* _What to produce_
Pick out and copy every line in the rows below that contains the word "block". Case counts.

* _Data for analysis_

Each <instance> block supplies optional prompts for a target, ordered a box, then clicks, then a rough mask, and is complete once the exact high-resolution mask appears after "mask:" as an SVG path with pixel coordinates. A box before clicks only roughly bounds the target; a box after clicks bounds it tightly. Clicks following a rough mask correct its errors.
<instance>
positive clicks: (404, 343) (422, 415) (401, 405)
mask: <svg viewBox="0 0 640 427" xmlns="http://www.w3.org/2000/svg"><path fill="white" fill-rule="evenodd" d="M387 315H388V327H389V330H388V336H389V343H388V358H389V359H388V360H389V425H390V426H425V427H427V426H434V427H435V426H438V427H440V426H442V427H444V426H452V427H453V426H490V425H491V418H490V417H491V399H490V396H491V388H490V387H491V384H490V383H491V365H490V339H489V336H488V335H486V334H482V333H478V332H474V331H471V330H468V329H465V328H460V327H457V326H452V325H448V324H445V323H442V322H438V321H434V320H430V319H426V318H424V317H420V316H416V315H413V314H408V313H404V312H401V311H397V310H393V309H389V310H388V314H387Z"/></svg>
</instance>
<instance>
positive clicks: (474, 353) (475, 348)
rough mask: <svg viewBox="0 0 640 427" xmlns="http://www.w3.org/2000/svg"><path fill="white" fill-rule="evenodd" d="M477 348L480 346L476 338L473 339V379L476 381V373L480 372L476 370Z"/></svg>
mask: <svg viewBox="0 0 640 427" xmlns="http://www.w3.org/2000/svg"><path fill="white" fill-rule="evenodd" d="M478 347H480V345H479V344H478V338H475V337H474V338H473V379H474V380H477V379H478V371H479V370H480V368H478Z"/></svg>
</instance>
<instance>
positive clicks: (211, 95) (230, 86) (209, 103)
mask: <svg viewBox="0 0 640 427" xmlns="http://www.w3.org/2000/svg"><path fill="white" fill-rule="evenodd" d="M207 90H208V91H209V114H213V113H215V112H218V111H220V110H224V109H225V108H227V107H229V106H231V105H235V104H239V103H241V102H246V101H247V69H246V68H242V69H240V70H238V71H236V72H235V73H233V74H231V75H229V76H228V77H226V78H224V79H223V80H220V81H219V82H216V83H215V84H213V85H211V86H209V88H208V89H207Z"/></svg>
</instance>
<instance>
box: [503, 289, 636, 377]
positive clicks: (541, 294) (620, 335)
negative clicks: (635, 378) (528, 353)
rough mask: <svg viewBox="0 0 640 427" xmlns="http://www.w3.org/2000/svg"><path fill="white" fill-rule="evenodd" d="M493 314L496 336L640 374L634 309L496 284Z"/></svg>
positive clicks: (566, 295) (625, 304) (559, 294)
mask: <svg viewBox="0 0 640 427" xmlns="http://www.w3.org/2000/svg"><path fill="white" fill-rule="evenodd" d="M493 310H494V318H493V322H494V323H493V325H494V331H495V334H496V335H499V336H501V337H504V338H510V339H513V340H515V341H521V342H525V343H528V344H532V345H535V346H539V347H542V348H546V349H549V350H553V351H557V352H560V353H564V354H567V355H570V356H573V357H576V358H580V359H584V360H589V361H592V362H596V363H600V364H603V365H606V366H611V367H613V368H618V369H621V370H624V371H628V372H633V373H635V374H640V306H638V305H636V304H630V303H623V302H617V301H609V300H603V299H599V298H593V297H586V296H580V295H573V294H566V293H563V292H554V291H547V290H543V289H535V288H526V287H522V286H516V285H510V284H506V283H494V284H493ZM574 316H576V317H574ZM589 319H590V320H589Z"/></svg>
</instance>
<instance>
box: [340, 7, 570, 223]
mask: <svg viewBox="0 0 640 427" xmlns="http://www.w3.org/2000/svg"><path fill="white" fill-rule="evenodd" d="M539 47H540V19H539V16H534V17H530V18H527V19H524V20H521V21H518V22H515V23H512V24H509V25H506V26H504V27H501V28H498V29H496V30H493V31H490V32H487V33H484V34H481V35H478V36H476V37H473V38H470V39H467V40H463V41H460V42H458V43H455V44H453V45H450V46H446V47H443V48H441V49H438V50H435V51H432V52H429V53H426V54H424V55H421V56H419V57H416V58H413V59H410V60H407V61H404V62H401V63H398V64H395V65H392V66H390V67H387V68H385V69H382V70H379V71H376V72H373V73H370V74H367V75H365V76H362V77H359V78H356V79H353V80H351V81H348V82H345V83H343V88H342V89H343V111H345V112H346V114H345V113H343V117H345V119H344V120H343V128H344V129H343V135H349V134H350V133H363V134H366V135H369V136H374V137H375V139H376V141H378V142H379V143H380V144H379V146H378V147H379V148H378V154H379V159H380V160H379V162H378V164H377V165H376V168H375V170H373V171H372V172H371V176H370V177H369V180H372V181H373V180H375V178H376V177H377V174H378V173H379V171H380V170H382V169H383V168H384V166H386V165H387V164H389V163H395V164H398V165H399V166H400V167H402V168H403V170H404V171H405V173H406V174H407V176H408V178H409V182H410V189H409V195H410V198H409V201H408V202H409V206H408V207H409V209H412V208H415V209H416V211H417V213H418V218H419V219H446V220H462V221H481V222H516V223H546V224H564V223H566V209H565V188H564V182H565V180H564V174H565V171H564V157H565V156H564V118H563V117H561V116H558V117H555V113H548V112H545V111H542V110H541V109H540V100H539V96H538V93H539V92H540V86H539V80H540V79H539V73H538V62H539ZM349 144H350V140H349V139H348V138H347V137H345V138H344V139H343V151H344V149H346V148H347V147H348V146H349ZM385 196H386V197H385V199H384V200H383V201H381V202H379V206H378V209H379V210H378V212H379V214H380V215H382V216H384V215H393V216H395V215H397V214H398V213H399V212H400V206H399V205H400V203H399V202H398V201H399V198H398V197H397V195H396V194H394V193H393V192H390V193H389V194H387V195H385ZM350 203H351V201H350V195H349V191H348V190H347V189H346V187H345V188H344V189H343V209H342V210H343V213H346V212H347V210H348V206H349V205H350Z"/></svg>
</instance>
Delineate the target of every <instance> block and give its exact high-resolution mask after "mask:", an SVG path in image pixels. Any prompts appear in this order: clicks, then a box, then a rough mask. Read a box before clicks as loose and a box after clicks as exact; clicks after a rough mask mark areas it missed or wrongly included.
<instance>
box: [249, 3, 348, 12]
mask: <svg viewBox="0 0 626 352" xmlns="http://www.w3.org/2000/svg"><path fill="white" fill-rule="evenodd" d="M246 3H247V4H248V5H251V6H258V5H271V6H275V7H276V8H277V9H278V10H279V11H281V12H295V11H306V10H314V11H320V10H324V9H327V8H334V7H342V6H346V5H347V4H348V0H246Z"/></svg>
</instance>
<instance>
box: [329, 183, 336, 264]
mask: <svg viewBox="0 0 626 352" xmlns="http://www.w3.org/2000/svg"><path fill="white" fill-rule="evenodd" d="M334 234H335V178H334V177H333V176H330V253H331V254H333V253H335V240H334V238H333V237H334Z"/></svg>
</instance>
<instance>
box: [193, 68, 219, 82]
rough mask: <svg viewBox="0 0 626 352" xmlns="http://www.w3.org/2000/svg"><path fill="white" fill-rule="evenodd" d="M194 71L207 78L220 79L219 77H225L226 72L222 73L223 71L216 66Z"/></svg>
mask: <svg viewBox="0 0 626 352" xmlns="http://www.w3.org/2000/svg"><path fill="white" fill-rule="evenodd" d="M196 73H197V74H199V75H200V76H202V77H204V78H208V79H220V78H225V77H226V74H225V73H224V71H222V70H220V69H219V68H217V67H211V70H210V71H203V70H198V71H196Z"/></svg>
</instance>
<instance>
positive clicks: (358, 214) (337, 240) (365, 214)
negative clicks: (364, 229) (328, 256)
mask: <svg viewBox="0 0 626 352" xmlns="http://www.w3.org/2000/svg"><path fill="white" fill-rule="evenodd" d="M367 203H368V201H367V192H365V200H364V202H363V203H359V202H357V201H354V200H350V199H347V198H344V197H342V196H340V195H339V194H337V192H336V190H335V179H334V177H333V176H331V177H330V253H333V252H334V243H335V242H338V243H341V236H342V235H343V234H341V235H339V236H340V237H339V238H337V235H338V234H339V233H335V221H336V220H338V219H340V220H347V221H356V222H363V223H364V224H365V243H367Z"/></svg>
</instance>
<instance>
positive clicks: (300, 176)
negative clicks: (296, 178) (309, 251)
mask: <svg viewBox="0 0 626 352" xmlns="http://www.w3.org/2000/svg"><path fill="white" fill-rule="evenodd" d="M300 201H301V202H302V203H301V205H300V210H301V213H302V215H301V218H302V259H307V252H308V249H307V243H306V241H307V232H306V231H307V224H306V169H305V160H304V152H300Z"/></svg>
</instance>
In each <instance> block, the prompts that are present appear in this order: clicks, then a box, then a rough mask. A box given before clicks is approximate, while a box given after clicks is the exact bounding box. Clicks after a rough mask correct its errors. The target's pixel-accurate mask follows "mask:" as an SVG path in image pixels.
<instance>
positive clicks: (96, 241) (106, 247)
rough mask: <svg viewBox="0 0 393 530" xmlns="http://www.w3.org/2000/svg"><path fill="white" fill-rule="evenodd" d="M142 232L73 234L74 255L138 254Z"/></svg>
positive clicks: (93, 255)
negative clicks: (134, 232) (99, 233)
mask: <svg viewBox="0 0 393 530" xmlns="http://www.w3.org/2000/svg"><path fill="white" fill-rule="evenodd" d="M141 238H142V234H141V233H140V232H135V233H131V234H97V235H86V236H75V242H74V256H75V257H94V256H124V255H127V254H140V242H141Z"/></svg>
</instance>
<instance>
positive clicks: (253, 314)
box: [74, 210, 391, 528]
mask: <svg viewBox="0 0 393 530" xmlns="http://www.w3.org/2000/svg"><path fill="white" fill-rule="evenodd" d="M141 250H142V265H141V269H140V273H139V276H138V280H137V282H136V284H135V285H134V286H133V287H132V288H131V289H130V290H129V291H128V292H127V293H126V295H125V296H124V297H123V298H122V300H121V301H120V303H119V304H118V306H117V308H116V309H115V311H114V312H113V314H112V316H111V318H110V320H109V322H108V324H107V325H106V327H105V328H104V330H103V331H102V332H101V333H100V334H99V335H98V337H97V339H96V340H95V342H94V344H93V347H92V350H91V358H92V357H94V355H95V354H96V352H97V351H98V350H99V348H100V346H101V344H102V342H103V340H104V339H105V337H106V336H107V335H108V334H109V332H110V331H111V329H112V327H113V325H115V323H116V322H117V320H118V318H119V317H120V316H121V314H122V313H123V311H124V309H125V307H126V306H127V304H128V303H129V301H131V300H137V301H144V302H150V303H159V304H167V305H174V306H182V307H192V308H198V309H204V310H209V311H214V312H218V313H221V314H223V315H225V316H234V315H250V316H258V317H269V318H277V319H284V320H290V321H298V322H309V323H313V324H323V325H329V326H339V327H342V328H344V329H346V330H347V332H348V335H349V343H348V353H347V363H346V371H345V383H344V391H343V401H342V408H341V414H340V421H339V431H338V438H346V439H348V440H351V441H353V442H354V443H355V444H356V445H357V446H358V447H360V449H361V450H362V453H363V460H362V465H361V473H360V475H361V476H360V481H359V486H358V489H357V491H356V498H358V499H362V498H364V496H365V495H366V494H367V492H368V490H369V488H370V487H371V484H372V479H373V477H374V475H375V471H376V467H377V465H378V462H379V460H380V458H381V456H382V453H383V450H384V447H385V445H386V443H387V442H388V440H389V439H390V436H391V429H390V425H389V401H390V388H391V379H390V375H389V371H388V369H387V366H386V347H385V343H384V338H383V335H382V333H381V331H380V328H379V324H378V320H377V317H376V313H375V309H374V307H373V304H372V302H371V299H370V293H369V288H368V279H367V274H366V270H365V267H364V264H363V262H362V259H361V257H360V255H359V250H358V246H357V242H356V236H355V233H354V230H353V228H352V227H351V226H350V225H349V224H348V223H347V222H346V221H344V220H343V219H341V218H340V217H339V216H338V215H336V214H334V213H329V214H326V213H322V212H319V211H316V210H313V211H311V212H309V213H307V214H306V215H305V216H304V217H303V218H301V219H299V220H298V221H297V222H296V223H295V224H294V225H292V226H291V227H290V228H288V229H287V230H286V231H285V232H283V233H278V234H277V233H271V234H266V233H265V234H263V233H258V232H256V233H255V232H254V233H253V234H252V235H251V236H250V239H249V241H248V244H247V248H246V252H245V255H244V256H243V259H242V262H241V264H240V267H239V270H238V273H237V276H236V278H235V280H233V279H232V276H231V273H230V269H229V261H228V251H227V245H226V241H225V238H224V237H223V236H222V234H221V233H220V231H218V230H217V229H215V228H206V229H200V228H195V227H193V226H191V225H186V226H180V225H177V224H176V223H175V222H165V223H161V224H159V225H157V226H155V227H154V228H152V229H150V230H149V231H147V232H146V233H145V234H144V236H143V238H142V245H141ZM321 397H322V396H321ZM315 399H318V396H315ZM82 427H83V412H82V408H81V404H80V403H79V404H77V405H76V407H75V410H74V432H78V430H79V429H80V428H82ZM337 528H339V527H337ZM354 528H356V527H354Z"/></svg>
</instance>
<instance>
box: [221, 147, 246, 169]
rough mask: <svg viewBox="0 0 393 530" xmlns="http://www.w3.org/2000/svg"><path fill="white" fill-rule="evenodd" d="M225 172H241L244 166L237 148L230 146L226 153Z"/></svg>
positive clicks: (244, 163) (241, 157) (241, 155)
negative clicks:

* _Response below_
Each <instance> block supplies optional prompts for a target, ordered a box, then clicks, then a rough mask, and is complete once the exact high-resolution mask appears after "mask:" as an SVG path with pixel coordinates. A box before clicks only roughly bounds the target; a box after clicks bounds it tightly. Clicks following a rough mask correct its errors.
Delineate the target of every <instance> block and give its exact high-resolution mask after "mask:", an SVG path in image pixels. Any prompts appear in this order: clicks, then a box, then a rough mask. Read a box before clicks as loose and a box after clicks as exact; clicks after a rough mask mark areas it missed or wrongly included.
In each <instance> block, the prompts that are present appear in this order: clicks, then a box, then a rough mask. A box given before clicks is approximate, while a box given after clicks is the exact bounding box. Clicks after a rough mask correct its errors. The target's pixel-accurate mask follows "mask:" as an SVG path in image pixels.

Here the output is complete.